EXERCISE INSTRUCTIONS> Below is a set of records, and all of them should be retyped exactly, minus the pictures.

(Collected data)
----

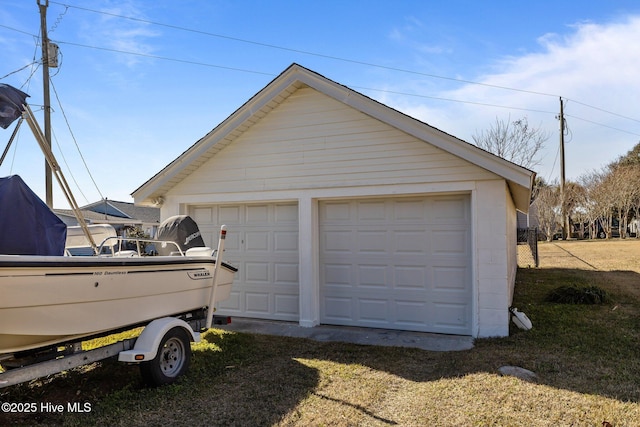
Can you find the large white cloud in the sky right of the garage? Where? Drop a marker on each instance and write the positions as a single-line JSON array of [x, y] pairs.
[[593, 64]]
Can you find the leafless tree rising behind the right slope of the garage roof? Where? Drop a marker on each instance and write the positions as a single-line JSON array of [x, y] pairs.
[[515, 141]]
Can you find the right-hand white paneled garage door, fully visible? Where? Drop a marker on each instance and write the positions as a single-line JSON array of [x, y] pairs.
[[401, 263]]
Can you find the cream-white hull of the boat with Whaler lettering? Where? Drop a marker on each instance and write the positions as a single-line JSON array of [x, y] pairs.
[[48, 300]]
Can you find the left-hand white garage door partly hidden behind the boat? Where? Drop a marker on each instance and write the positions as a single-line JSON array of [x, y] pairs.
[[262, 241]]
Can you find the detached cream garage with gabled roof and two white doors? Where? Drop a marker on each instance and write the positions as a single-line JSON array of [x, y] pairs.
[[341, 210]]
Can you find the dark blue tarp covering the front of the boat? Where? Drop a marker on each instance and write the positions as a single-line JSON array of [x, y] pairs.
[[27, 225]]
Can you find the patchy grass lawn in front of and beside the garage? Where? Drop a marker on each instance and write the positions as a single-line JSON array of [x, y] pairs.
[[587, 358]]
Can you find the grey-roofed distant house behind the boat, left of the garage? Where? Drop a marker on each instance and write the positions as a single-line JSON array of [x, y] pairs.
[[119, 214]]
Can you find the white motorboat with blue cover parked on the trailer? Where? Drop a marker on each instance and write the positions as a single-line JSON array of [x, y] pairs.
[[47, 298]]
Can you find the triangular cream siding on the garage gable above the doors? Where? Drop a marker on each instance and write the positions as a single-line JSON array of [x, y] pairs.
[[311, 141]]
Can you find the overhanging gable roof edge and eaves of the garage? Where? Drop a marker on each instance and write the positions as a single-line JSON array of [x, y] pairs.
[[519, 179]]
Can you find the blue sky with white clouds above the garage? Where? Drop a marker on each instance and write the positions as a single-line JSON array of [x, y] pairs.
[[139, 81]]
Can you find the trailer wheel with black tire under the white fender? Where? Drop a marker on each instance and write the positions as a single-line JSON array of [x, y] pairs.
[[172, 360]]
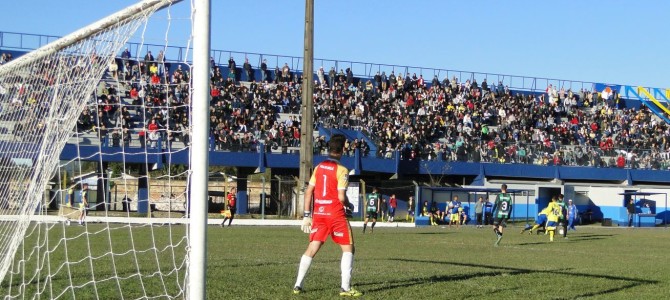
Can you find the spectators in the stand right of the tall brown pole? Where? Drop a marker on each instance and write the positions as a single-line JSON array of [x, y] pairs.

----

SOLUTION FOR THIS TASK>
Can you find the large white cloud in the sky right of the garage? Where? Drop a marker on each instance and write the positions as a single-line JSON array of [x, y] pairs.
[[593, 64]]
Can you find the leafless tree rising behind the right slope of the garage roof? Where? Drop a marker on each instance and write the positions as a single-line JSON array of [x, y] pairs.
[[515, 141]]
Can you find the right-hand white paneled garage door, fully visible? Where? Drop a marker on each instance and write the positions as a single-line JSON array of [x, y] pairs.
[[401, 263]]
Can you find the cream-white hull of the boat with Whaler lettering? Where? Drop a marker on each instance and write the positions as a single-line JSON array of [x, y] pairs.
[[48, 300]]
Can you find the left-hand white garage door partly hidden behind the boat? Where? Drop a marker on each instance and write the positions as a single-line JSON array of [x, y] pairs.
[[262, 241]]
Can you find the detached cream garage with gabled roof and two white doors? Where? Drop a marker on each instance and write the positions as a single-line JSON array of [x, y] pairs.
[[341, 210]]
Can you find the dark blue tarp covering the front of the boat? Where? Drop a marker on each instance and write the positions as a single-line JSON array of [x, y] pairs.
[[27, 225]]
Can you find the patchy grass lawn in front of and beside the garage? Where? Drop a marker on each instance and write the positions as a single-line JSON array of [x, y] pairs.
[[587, 358]]
Can you find the grey-roofed distant house behind the boat, left of the garage? Where? Drop a marker on each instance and write the positions as a single-line JSON array of [x, y] pairs.
[[119, 214]]
Can you find the white motorboat with blue cover parked on the trailer? Where? Drop a marker on each instance and write the positions as a single-line JSON array of [x, y] pairs.
[[47, 298]]
Can you find the triangular cream siding on the garage gable above the doors? Where? Drop a marker on each instance and write the positions as a single-line JSON array of [x, y] pairs.
[[311, 141]]
Can you find the overhanging gable roof edge and eaves of the garage? Where? Drop a marker on each instance and write the positions as a single-line JSON array of [x, y] pairs.
[[519, 179]]
Can you find the blue sky with white clouds above the garage? Where? Drop a marker on each instance and write the positions as a single-line JSON array of [x, y] pairs.
[[139, 81]]
Can you find the trailer wheel with black tire under the white fender? Where? Drop a marker on each instance and write the positions as a single-line JSON array of [x, y] pairs.
[[172, 360]]
Can you find the spectators in the stand right of the tall brown pole? Where? Drop a marker on each instance and write the positions as a single-line JSON array of [x, y] pairs.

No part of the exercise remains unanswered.